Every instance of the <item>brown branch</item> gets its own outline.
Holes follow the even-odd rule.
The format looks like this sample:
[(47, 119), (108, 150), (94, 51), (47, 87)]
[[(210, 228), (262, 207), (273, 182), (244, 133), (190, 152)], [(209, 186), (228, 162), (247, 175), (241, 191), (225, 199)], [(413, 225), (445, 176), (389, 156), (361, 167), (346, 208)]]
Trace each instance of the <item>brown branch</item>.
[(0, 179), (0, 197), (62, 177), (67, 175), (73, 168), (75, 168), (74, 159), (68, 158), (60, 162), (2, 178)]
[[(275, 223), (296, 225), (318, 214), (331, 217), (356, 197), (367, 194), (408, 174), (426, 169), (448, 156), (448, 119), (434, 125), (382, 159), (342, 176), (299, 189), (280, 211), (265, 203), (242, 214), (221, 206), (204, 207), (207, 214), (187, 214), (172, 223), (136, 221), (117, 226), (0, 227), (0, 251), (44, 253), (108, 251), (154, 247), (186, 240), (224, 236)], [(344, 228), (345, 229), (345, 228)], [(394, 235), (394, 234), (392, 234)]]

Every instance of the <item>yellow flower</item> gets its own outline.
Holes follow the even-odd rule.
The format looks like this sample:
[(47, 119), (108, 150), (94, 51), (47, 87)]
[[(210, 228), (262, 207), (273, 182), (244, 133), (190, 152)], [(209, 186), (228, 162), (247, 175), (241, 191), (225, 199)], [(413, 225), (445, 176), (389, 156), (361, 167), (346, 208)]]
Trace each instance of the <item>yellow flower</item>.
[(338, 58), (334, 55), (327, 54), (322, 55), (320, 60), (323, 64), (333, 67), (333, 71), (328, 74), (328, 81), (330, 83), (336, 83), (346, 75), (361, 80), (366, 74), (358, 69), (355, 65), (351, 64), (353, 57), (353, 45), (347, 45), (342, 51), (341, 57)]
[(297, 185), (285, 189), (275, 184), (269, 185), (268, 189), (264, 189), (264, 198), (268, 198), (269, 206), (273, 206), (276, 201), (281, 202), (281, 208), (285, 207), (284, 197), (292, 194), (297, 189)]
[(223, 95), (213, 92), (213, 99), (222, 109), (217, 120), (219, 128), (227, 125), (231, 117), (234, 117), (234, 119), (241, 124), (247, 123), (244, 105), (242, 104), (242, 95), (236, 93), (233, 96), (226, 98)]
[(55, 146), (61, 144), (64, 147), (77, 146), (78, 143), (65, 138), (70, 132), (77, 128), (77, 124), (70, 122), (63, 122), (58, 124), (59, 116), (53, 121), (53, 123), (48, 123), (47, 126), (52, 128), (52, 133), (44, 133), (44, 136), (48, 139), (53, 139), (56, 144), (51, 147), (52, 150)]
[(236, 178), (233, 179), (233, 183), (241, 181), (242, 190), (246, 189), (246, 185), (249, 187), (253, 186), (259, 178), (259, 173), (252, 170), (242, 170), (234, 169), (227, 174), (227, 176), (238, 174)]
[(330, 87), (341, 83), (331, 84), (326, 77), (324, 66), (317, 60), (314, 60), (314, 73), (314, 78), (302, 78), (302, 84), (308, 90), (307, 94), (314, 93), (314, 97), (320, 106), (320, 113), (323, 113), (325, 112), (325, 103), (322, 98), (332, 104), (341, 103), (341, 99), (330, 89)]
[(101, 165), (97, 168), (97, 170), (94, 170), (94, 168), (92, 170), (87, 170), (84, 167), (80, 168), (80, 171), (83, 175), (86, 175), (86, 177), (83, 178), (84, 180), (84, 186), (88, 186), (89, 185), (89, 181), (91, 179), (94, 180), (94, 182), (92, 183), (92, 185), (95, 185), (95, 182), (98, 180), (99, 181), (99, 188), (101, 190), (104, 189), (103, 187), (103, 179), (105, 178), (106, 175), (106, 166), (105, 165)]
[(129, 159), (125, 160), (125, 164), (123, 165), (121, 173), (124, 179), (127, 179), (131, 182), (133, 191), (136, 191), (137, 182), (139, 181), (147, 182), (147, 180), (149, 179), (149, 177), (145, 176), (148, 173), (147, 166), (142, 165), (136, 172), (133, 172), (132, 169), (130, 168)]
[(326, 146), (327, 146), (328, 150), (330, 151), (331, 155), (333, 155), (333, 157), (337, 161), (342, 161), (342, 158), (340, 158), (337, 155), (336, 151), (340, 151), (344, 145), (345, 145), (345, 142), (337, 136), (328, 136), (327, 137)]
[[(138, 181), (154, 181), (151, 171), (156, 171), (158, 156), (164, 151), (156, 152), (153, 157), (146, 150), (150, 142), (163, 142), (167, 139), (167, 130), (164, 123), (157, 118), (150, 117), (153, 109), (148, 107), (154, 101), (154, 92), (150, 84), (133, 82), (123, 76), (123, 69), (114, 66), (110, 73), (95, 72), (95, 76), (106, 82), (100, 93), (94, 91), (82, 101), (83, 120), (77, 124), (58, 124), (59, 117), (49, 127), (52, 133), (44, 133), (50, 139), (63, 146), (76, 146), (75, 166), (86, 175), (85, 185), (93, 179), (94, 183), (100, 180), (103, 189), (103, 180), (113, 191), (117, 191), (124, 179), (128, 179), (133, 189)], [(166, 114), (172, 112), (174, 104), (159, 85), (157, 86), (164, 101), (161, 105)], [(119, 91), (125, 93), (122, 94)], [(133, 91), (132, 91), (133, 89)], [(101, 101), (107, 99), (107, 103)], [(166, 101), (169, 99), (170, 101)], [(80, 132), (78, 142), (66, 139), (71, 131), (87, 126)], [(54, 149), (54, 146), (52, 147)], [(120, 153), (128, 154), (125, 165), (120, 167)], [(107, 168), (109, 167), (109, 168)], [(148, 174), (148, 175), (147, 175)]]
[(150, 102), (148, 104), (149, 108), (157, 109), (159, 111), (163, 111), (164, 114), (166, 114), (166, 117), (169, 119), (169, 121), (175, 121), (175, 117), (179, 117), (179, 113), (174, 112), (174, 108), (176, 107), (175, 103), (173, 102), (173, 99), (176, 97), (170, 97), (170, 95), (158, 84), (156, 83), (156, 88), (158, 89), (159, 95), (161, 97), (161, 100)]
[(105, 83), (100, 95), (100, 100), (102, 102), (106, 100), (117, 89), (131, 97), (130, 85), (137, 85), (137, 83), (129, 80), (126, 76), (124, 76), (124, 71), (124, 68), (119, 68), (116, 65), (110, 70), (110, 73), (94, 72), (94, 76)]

:: Task directions ::
Go through the lines of the material, counting those with the word "gets"; afterward give only the total.

:: Solution for this exercise ::
2